The `quantile()` function requires two inputs. The first is a numeric vector of data values and the second is a vector with values ranging from 0 to 1, representing the percentile(s) to calculate.
<br>


In [60]:
# median
median(data_vector)

In [61]:
# 30th percentile
quantile(data_vector, 0.3)

In [62]:
# 30th, 60th, and 90th percentiles
quantile(data_vector, c(0.3, 0.6, 0.9))

<br>

The `fivenum()` function calculates the five number summary (min, 25th, median, 75th, max) of a numeric vector.

In [63]:
fivenum(data_vector)

### Mean and Standard Deviation
The `mean()` and `sd()` functions are used to calculate the mean and standard deviation of a set of data values.

In [64]:
# mean value
mean(data_vector)

In [65]:
# standard deviation
sd(data_vector)

### Adding Elements of a Numeric Vector
The `sum()` and `cumsum()` functions are used for summing the numbers within a vector. The `sum()` function simply returns the sum of all numbers within a vector. 

The `cumsum()` functions calculates a cumulative sum for every position within a vector. This function always returns a vector of the same length as the input.

<br>


In [66]:
# sum of all values
sum(data_vector)

In [67]:
# cumulative sum
cumsum(data_vector)

### Functions Useful for Ranking Data

The `abs()` and `rank()` functions are useful for ranking data values. The `abs()` function returns the absolute values of a vector.

<br>

In [68]:
negative_data <- c(-2, 4.5, -6, 10, 12)

# returns the absolute value of all elements
abs(negative_data)

<br>

The `rank()` function returns the ranks of a set of data values from smallest to largest. The smallest value is given a rank of 1.

In [69]:
data_vector

rank(data_vector)

<br>

To obtain ranks from largest to smallest, where rank 1 represents the largest value, just take the rank of the negative of a numeric vector. In the example below, the value 30 is given a rank of 1.

In [70]:
data_vector

rank(-data_vector)

# Introduction to Data Analysis

This section will cover the basics of data manipulation using the `tidyverse` package. Before we can use the package, we must load it into our environment with the following code `library(tidyverse)`. This will import all of the functions available in the `tidyverse` package into our environment.The `tidyverse` is a collection of 8 packages that are designed specifically for data science tasks.

In this course, I have installed all required packages into our RStudio Cloud environment. If you are ever working with RStudio on your desktop, you must install packages before they can be used. This is done with the following code `install.packages('tidyverse')`.

To get more details about the `tidyverse` package see the [tidyverse documentation](https://tidyverse.org)

We will also load the `skimr` package which is used for exploring the structure of a data frame.


In [71]:
# This will load all 8 of the tidyverse packages
library(tidyverse)
library(skimr)

<br>

The code below will import a data set from our course website. The data consists of 1,470 employee records for a U.S. based product company. The rows in this data frame represent the attributes of an employee at this company across the variables listed in the table below.

## THE TASKS
**a.** According to the R tutorial, how many packages make up the tidyverse?
**b.** Write out the passage of the R tutorial that starts at the words "# returns the" and stops after "rank(data_vector)".

## DATA SHOWN

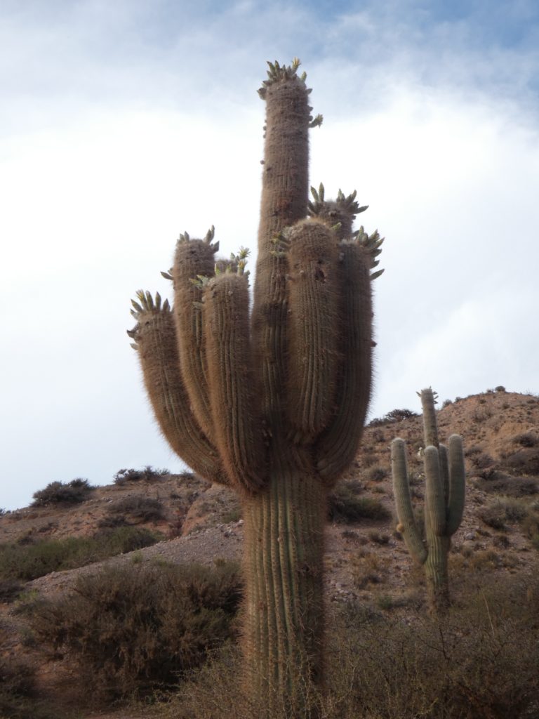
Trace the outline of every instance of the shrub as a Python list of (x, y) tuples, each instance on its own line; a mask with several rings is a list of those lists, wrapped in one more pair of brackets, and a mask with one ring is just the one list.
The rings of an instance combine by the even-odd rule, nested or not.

## OUTPUTS FOR THE TASKS
**a.** Eight packages, designed specifically for data science tasks.

**b.**
# returns the absolute value of all elements
abs(negative_data)

<br>

The `rank()` function returns the ranks of a set of data values from smallest to largest. The smallest value is given a rank of 1.

In [69]:
data_vector

rank(data_vector)